_ЗАДАНИЯ:_
1. Перепишите целиком и без изменений отрывок о каюрах-эвенках.
2. Отберите все строки, в которых встречается слово «blade», и скопируйте каждую из них.

━━━ ВЫБРАННЫЙ ОТРЫВОК

Вдоль таежной речушки по оленьей тропе медленно движется караван оленей. На передних нартах сидит каюр-эвенк и невозмутимо курит трубку. К этим же нартам привязаны, чтоб не упали, мертвецки-пьяный начальник партии и вьючный ящик. На вторых нартах трясутся также надежно привязанные мешок картошки, два рюкзака, палатка и пьяный геолог. Навстречу едет эвенк на нартах и тоже курит трубку. Поравнявшись со встречной нартой, он спрашивает у каюра: "Эй, мужик, куда едешь, чего везешь?" "Экспедиция, - невозмутимо отвечает каюр, - всякий разный груз".

И в первый, и в последующие годы, когда мне довелось работать и жить с эвенками, меня всегда занимал незатейливый, но точный механизм негромких песен, которые они пели. Вот движутся неспешно по тайге нарты, я подремываю, а каюр, сквозь зубы, не выпуская изо рта трубки, тихо напевает что-то односложное на непонятном мне языке. "Мишка, про что поешь?" - спрашиваю я у него. "Как про что? Про реку, - удивляется он, - вдоль реки, однако, едем". Проходит минут двадцать, а мотив песни как будто не меняется. "А теперь про что, все еще про реку?" "Нет, однако, теперь про сосну - вон большая сосна показалась". Еще через полчаса в песне начинают вдруг появляться нотки повеселее. "Что, опять про сосну?" "Совсем не про сосну, - терпеливо и снисходительно, как глупому ребенку, объясняет он мне. - Видишь, дым над лесом появился - чум, однако, близко". Эта нехитрая творческая манера - петь только о том, что видишь и знаешь, заимствованная у наших каюров, на долгие годы запала мне в сердце.

━━━━━━
━━━ ИСХОДНЫЕ ДАННЫЕ

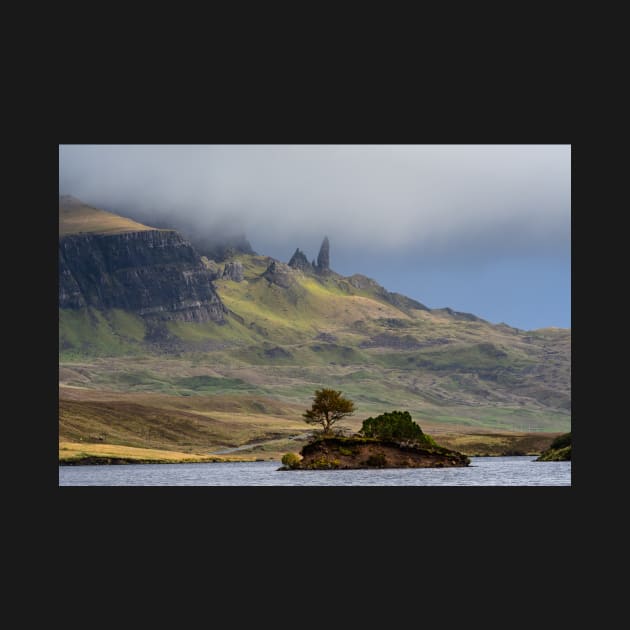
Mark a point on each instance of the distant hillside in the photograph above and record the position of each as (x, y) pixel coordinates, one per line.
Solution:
(76, 217)
(283, 330)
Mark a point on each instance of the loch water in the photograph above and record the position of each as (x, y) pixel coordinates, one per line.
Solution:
(483, 471)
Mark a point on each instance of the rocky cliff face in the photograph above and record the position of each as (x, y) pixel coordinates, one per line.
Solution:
(233, 271)
(154, 273)
(300, 261)
(323, 258)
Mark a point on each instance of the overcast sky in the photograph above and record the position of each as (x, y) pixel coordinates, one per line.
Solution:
(480, 228)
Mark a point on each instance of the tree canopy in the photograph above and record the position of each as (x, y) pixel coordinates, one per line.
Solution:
(396, 425)
(328, 407)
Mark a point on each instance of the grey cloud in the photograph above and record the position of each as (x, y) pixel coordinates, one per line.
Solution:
(441, 199)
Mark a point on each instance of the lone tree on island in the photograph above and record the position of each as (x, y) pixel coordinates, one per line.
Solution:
(328, 407)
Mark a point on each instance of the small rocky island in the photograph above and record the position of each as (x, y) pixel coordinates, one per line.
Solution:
(559, 450)
(391, 440)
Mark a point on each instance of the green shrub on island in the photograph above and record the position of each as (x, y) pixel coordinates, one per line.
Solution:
(561, 441)
(290, 460)
(396, 425)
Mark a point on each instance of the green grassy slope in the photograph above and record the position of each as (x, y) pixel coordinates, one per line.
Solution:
(283, 342)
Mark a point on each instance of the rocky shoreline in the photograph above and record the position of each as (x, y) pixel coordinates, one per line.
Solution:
(346, 453)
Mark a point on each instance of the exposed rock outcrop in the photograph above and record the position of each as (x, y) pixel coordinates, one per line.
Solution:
(233, 271)
(280, 274)
(559, 450)
(349, 453)
(300, 261)
(154, 273)
(323, 258)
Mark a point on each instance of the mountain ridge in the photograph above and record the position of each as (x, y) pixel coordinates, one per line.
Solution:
(286, 330)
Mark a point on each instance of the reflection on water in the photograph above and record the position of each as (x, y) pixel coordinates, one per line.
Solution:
(483, 471)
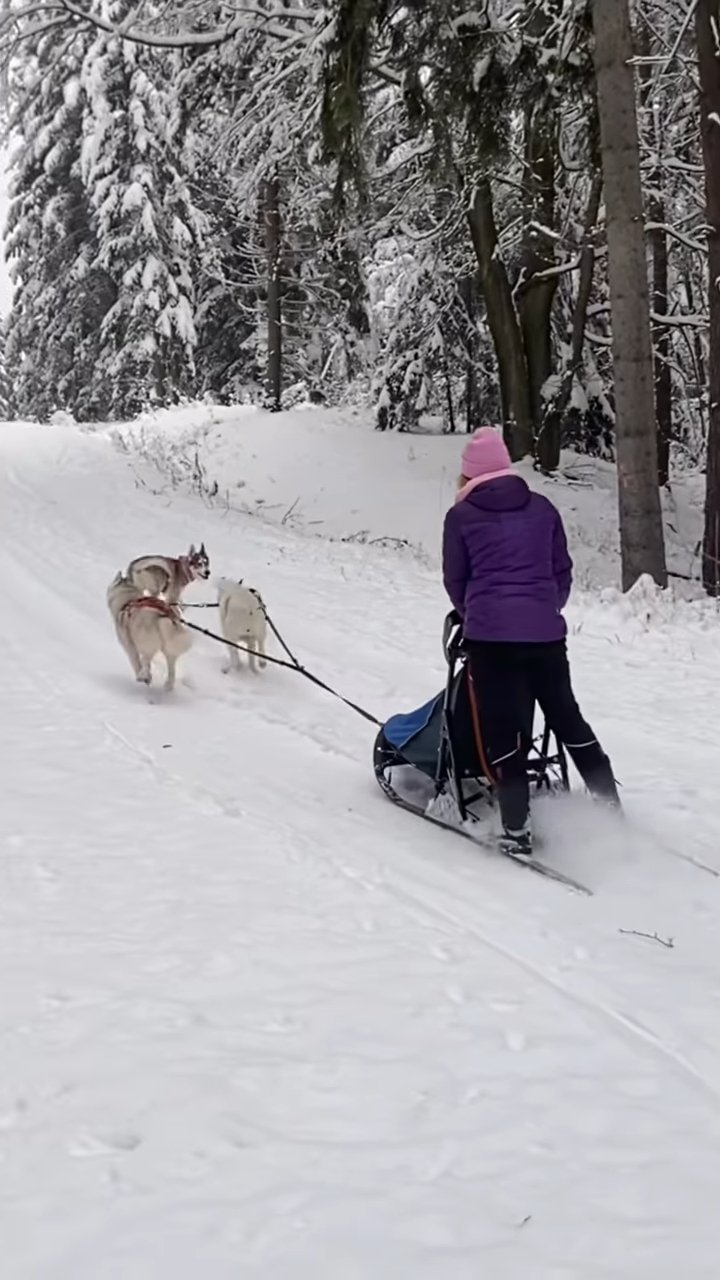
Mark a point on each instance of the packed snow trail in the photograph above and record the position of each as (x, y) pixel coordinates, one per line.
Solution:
(254, 1022)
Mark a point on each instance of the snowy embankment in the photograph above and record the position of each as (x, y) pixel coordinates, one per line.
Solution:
(258, 1023)
(328, 472)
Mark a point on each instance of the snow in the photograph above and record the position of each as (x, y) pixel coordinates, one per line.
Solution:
(331, 474)
(255, 1022)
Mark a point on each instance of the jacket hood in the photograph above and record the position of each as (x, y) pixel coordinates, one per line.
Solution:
(506, 493)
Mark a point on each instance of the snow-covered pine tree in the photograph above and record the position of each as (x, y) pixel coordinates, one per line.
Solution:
(5, 387)
(59, 293)
(146, 225)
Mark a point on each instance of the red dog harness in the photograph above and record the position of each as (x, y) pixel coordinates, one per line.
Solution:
(154, 602)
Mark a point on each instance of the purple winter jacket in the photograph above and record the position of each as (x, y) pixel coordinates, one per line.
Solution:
(506, 566)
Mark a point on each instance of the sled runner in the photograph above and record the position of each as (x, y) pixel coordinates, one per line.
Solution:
(432, 763)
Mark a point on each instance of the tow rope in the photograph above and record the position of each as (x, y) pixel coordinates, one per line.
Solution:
(294, 664)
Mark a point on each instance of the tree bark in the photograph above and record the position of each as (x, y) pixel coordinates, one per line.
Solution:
(556, 411)
(707, 24)
(273, 251)
(642, 543)
(536, 295)
(661, 342)
(504, 325)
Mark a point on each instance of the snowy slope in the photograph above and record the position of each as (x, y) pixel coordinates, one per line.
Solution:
(258, 1023)
(328, 472)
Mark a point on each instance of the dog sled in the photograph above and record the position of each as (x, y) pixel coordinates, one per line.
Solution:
(431, 760)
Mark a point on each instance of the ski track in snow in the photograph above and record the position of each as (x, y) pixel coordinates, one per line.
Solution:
(255, 1022)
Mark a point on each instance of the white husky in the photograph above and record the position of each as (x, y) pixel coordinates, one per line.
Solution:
(242, 621)
(145, 627)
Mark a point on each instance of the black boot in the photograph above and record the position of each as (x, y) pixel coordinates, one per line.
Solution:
(596, 772)
(516, 844)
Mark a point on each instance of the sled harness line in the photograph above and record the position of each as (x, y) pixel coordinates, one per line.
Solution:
(282, 662)
(285, 647)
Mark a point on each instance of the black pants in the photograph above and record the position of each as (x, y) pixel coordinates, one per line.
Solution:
(507, 680)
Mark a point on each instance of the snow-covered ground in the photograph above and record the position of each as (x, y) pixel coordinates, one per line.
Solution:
(328, 472)
(254, 1020)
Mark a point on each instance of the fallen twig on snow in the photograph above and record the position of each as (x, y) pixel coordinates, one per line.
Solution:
(654, 937)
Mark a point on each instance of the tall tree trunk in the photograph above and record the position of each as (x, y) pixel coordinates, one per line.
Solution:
(504, 324)
(470, 343)
(273, 251)
(555, 412)
(642, 543)
(537, 291)
(647, 45)
(707, 26)
(661, 341)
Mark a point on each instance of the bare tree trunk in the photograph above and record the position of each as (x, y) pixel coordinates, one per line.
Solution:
(556, 411)
(647, 45)
(504, 325)
(661, 342)
(537, 291)
(642, 543)
(707, 26)
(273, 250)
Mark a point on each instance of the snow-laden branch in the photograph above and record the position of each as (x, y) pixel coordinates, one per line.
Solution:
(162, 40)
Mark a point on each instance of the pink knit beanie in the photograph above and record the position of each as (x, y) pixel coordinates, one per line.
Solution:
(484, 457)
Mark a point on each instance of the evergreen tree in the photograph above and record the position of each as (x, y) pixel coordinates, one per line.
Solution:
(146, 227)
(59, 292)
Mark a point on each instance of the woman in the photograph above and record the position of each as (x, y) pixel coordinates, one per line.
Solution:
(507, 572)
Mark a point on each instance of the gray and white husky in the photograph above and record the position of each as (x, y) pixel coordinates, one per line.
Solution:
(167, 575)
(146, 626)
(244, 621)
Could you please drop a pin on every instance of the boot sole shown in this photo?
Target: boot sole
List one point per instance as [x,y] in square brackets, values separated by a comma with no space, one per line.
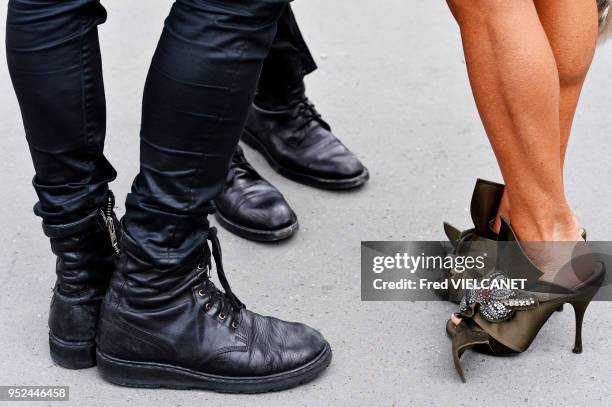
[302,178]
[156,375]
[72,354]
[257,235]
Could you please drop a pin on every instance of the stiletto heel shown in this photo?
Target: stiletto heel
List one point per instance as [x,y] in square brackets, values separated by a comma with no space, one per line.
[579,310]
[502,321]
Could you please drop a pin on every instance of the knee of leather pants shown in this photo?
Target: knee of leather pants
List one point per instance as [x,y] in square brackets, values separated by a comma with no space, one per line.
[197,96]
[54,61]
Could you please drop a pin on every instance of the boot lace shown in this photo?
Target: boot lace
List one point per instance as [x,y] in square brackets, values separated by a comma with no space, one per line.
[227,302]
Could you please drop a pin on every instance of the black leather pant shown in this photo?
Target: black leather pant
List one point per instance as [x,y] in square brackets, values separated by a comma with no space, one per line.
[288,61]
[198,92]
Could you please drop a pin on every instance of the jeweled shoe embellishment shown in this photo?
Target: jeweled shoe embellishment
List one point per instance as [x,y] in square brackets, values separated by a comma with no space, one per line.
[496,304]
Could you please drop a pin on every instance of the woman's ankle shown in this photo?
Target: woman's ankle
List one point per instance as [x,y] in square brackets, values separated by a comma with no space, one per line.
[546,225]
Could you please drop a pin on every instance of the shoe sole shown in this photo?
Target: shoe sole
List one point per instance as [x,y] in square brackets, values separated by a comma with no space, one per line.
[72,354]
[257,235]
[156,375]
[324,183]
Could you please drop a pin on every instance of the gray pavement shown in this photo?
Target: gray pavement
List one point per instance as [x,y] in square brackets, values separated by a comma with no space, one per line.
[392,82]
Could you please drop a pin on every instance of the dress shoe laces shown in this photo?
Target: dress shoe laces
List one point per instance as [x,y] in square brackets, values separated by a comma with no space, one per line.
[228,303]
[240,166]
[309,113]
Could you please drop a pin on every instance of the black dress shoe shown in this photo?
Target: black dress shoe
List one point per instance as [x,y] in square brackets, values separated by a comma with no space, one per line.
[299,145]
[173,328]
[85,252]
[251,207]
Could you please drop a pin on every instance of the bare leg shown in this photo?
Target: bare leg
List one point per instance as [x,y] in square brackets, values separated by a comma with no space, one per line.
[571,28]
[515,82]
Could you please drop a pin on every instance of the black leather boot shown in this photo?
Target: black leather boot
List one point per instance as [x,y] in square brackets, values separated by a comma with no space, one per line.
[299,144]
[173,328]
[250,207]
[85,252]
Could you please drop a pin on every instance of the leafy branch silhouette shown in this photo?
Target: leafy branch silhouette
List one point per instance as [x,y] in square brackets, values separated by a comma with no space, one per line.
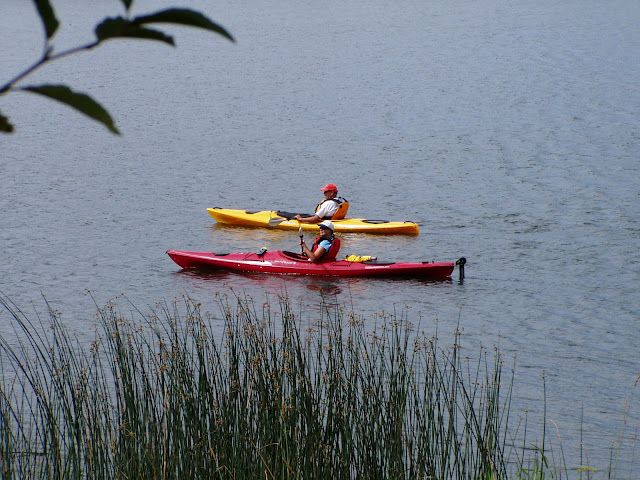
[108,29]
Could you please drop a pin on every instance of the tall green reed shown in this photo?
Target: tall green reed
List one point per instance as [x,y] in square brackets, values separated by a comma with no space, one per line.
[248,393]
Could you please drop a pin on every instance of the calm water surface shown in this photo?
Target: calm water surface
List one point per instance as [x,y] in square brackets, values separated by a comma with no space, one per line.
[508,131]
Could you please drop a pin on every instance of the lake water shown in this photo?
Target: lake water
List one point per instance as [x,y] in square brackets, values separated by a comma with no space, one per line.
[508,130]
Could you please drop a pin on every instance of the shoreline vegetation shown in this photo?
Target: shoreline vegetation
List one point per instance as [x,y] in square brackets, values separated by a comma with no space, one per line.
[166,397]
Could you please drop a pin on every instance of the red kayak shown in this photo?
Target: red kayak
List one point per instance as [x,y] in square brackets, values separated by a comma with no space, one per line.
[289,263]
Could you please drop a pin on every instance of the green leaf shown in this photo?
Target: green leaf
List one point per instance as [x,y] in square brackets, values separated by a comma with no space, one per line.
[122,28]
[48,17]
[81,102]
[182,16]
[5,125]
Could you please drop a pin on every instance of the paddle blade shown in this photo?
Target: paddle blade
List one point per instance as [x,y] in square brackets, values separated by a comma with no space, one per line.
[275,221]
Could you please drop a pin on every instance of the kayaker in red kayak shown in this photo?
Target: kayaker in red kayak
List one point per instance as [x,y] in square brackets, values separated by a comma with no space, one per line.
[325,247]
[326,210]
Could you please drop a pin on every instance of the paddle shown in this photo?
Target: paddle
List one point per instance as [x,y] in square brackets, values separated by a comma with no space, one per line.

━━━━━━

_ОТВЕТЫ К УПРАЖНЕНИЮ:_
1.
Вдоль таежной речушки по оленьей тропе медленно движется караван оленей. На передних нартах сидит каюр-эвенк и невозмутимо курит трубку. К этим же нартам привязаны, чтоб не упали, мертвецки-пьяный начальник партии и вьючный ящик. На вторых нартах трясутся также надежно привязанные мешок картошки, два рюкзака, палатка и пьяный геолог. Навстречу едет эвенк на нартах и тоже курит трубку. Поравнявшись со встречной нартой, он спрашивает у каюра: "Эй, мужик, куда едешь, чего везешь?" "Экспедиция, - невозмутимо отвечает каюр, - всякий разный груз".

И в первый, и в последующие годы, когда мне довелось работать и жить с эвенками, меня всегда занимал незатейливый, но точный механизм негромких песен, которые они пели. Вот движутся неспешно по тайге нарты, я подремываю, а каюр, сквозь зубы, не выпуская изо рта трубки, тихо напевает что-то односложное на непонятном мне языке. "Мишка, про что поешь?" - спрашиваю я у него. "Как про что? Про реку, - удивляется он, - вдоль реки, однако, едем". Проходит минут двадцать, а мотив песни как будто не меняется. "А теперь про что, все еще про реку?" "Нет, однако, теперь про сосну - вон большая сосна показалась". Еще через полчаса в песне начинают вдруг появляться нотки повеселее. "Что, опять про сосну?" "Совсем не про сосну, - терпеливо и снисходительно, как глупому ребенку, объясняет он мне. - Видишь, дым над лесом появился - чум, однако, близко". Эта нехитрая творческая манера - петь только о том, что видишь и знаешь, заимствованная у наших каюров, на долгие годы запала мне в сердце.

2.
Could you please drop a pin on every instance of the paddle blade shown in this photo?
Target: paddle blade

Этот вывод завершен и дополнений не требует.